§ To do
The entries need to be copied exactly.

§ Task material
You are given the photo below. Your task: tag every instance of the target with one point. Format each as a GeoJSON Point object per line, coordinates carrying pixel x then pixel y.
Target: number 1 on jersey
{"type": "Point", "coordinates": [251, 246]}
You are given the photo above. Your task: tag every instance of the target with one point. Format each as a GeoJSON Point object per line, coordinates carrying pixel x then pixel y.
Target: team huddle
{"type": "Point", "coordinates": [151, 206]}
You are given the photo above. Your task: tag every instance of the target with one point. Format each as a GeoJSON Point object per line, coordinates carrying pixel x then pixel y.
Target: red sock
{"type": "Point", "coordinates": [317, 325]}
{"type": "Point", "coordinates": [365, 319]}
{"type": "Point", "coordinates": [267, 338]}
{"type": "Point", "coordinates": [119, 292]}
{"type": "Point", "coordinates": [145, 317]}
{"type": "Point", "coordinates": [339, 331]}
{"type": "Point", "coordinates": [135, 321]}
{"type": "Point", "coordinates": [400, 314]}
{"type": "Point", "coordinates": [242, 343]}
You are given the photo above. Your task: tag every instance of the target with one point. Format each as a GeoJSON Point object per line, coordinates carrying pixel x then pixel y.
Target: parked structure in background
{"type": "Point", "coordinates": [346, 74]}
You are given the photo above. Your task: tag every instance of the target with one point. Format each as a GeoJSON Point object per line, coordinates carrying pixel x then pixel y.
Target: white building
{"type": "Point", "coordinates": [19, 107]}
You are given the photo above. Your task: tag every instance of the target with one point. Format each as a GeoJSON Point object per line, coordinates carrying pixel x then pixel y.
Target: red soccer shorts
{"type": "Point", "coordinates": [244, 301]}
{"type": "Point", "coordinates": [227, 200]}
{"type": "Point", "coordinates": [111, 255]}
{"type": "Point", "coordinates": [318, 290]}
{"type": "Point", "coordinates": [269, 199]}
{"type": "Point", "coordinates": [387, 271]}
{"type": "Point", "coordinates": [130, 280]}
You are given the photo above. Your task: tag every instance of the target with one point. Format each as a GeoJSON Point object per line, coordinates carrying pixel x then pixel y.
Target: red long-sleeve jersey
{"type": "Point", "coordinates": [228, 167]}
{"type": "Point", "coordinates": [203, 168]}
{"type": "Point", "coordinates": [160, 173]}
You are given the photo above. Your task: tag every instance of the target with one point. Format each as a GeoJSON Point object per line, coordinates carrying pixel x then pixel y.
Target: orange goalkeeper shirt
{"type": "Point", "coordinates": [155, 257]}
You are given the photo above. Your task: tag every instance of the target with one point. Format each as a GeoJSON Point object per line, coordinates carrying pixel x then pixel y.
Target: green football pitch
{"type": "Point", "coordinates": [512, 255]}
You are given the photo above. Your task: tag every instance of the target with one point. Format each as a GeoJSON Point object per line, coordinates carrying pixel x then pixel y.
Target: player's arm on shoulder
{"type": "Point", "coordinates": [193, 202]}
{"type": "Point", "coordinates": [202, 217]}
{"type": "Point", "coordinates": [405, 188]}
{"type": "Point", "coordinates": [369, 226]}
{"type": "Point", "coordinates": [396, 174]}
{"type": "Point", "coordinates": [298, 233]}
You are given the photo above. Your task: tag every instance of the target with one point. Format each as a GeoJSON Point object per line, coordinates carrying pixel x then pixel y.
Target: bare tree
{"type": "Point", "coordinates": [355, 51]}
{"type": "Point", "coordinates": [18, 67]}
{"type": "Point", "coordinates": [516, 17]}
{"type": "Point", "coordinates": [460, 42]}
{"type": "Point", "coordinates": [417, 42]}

§ Complete response
You are given the photo below. Your task: tag every instance of the target with one point. Format each as a GeoJSON Point object per line, coordinates carrying pixel x then pixel y.
Target: number 1 on jersey
{"type": "Point", "coordinates": [251, 246]}
You are given the photo above. Your task: tag every instance of the target with one point. Format each as a GeoJSON Point object per line, coordinates carrying pixel x then pixel y.
Target: team huddle
{"type": "Point", "coordinates": [151, 206]}
You are given the photo above. Your task: tag every instance of the target with one point. Format each as a GeoJSON Point object per line, coordinates carrying pixel x then pixel y.
Target: red sock
{"type": "Point", "coordinates": [317, 325]}
{"type": "Point", "coordinates": [365, 319]}
{"type": "Point", "coordinates": [267, 338]}
{"type": "Point", "coordinates": [119, 292]}
{"type": "Point", "coordinates": [145, 317]}
{"type": "Point", "coordinates": [339, 331]}
{"type": "Point", "coordinates": [135, 321]}
{"type": "Point", "coordinates": [400, 314]}
{"type": "Point", "coordinates": [242, 343]}
You are given the photo above. Your task: tag every instance of the target with one point. Format each as a GeoJSON Point object per line, coordinates carrying pixel x then pixel y.
Target: parked structure in background
{"type": "Point", "coordinates": [346, 74]}
You are given the photo above. Your task: tag every instance of the target with one point. Format each as a GeoJSON Point object per line, coordinates carrying pixel x then pixel y.
Target: white building
{"type": "Point", "coordinates": [19, 107]}
You are given the photo above. Your task: tag every instance of the target with one point. Format each as a GeoJSON Point object per line, coordinates carrying pixel x then pixel y.
Target: red soccer shorts
{"type": "Point", "coordinates": [244, 301]}
{"type": "Point", "coordinates": [227, 200]}
{"type": "Point", "coordinates": [111, 255]}
{"type": "Point", "coordinates": [318, 290]}
{"type": "Point", "coordinates": [269, 199]}
{"type": "Point", "coordinates": [387, 271]}
{"type": "Point", "coordinates": [130, 280]}
You are given the photo above. Your task: tag every instance of the target with one point. Format each as a GeoJSON Point object per line, coordinates carrying pixel x then pixel y.
Target: red long-sleeve jersey
{"type": "Point", "coordinates": [228, 167]}
{"type": "Point", "coordinates": [203, 168]}
{"type": "Point", "coordinates": [160, 173]}
You are given the photo above. Your task: tag every instance of the target with one point. Format each as a GeoJSON Point object per line, coordinates carrying pixel x then pixel y.
Target: orange goalkeeper shirt
{"type": "Point", "coordinates": [155, 257]}
You are given the photo above. Your task: tag every instance of the target with one point. Format each as a GeoJSON Point object per line, coordinates carrying pixel x then pixel y.
Target: green football pitch
{"type": "Point", "coordinates": [512, 255]}
You are given the photo above. Your task: tag every instance of the target with one point. Format each as a GeoJSON Point object per line, coordinates carrying pixel x then pixel y.
Target: player's arm on shoulder
{"type": "Point", "coordinates": [193, 202]}
{"type": "Point", "coordinates": [202, 217]}
{"type": "Point", "coordinates": [405, 188]}
{"type": "Point", "coordinates": [369, 226]}
{"type": "Point", "coordinates": [396, 174]}
{"type": "Point", "coordinates": [298, 233]}
You are given the photo above. Your task: tag every instance of the target with one point. Format each as a GeoJSON Point object per line, coordinates carrying pixel x then pixel y.
Target: bare tree
{"type": "Point", "coordinates": [355, 51]}
{"type": "Point", "coordinates": [18, 67]}
{"type": "Point", "coordinates": [516, 17]}
{"type": "Point", "coordinates": [460, 42]}
{"type": "Point", "coordinates": [417, 42]}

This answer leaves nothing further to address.